Data records —
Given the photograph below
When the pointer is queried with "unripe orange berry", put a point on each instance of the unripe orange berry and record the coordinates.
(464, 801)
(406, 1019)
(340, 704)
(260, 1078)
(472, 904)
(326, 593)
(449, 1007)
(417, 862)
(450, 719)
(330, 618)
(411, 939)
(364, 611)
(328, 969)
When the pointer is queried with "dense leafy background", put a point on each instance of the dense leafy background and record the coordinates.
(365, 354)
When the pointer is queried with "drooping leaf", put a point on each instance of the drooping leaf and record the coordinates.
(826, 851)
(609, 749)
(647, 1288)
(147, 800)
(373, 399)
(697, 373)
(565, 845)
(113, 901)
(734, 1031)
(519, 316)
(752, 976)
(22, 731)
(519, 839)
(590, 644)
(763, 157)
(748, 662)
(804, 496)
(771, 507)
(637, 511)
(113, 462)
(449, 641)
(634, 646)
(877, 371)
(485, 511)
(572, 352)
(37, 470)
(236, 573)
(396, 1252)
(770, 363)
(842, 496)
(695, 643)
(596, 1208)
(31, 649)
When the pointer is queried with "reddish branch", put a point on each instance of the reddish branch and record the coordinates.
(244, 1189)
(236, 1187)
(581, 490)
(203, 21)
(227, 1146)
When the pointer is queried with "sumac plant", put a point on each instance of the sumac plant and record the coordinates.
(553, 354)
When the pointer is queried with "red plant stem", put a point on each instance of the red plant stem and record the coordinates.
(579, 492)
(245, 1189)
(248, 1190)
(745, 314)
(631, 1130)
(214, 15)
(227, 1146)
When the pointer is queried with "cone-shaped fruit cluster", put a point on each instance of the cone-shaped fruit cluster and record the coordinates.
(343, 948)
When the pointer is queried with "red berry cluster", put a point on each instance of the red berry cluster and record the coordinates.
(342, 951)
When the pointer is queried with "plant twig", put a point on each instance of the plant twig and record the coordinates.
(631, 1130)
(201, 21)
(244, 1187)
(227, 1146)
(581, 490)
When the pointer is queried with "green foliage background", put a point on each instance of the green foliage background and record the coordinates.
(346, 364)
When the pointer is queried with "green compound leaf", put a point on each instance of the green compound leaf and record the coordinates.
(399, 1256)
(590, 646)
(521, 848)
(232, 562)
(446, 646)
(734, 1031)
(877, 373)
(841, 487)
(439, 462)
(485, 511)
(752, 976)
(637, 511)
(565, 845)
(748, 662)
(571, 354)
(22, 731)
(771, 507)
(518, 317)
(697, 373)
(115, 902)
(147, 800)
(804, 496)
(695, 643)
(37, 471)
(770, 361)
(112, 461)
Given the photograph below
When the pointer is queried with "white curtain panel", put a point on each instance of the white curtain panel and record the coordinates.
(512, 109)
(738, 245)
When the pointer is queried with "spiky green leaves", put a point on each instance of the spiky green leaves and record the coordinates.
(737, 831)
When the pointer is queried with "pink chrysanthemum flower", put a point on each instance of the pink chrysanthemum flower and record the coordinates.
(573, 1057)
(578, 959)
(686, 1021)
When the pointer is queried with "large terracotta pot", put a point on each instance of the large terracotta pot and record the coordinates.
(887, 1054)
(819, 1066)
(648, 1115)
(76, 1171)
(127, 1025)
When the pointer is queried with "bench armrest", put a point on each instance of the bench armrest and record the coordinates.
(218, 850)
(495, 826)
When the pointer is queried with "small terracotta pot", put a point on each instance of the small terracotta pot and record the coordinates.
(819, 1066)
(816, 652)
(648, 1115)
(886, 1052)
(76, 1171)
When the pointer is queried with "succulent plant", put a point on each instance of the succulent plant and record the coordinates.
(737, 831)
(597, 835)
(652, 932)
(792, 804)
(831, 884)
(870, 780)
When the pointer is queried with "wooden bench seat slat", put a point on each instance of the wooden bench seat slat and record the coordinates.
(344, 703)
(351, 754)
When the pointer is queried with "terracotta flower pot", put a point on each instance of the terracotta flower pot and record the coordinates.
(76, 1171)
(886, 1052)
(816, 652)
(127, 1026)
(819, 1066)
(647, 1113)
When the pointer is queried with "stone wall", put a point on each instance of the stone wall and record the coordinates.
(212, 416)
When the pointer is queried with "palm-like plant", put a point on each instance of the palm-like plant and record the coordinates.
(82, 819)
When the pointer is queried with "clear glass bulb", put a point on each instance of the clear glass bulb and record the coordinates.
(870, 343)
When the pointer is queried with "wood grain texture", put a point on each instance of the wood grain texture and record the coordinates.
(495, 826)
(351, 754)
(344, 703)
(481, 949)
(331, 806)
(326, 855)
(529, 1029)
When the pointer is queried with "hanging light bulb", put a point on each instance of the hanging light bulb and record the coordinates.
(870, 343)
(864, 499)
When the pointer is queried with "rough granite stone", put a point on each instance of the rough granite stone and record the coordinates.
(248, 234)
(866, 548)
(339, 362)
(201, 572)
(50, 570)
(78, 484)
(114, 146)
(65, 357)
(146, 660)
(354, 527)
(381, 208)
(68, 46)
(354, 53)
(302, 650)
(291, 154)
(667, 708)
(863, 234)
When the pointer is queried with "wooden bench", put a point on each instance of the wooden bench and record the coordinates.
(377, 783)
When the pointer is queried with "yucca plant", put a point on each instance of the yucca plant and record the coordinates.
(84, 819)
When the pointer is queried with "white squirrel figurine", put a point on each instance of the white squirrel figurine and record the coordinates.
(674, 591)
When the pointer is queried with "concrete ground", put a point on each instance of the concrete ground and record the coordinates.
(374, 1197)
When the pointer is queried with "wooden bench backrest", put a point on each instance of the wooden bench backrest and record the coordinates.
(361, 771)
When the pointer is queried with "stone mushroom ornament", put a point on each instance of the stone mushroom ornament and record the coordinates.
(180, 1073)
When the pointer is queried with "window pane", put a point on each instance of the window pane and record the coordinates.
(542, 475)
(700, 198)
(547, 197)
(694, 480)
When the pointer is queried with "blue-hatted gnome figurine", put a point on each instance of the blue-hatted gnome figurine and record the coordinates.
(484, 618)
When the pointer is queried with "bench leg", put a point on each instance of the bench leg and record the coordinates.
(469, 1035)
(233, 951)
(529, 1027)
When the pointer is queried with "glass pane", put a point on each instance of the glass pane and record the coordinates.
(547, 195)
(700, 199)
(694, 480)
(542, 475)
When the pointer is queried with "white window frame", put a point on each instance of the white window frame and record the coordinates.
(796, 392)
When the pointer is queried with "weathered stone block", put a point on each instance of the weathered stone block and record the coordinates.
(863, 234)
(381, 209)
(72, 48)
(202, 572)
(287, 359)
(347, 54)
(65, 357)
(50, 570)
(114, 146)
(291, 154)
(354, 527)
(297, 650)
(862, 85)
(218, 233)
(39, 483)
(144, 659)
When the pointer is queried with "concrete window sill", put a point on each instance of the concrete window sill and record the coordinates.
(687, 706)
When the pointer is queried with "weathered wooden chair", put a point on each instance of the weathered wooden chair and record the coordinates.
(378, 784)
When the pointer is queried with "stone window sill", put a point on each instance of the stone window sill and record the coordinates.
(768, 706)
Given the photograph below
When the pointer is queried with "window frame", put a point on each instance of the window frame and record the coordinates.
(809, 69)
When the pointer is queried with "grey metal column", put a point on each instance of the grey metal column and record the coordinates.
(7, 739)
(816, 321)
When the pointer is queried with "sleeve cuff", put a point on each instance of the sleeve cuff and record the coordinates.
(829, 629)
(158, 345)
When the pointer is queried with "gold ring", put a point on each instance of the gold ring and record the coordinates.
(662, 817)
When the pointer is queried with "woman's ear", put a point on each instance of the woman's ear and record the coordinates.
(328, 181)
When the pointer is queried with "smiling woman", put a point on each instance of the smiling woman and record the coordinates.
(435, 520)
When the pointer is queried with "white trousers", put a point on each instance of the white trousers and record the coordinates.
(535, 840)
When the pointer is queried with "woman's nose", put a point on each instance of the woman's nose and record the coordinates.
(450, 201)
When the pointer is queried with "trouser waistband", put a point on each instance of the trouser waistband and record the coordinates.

Task description — Reproduce the lines word for word, starting at the one holding "woman and record the coordinates." and ending at the final line of the material above.

Answer to this exercise —
When the pointer is queried with "smiling woman", put a point on each instance of the smiling woman and record the coordinates.
(435, 520)
When the pointer is queried with "white trousers", put a point on each instance of the white trousers and record the coordinates.
(535, 840)
When the pointer is queried with "woman's nose", put a point on each instance of the woman's nose and record the coordinates.
(450, 201)
When the pointer is queried with "trouser waistband", put a point on each instance of the trouser waistband and record the coordinates.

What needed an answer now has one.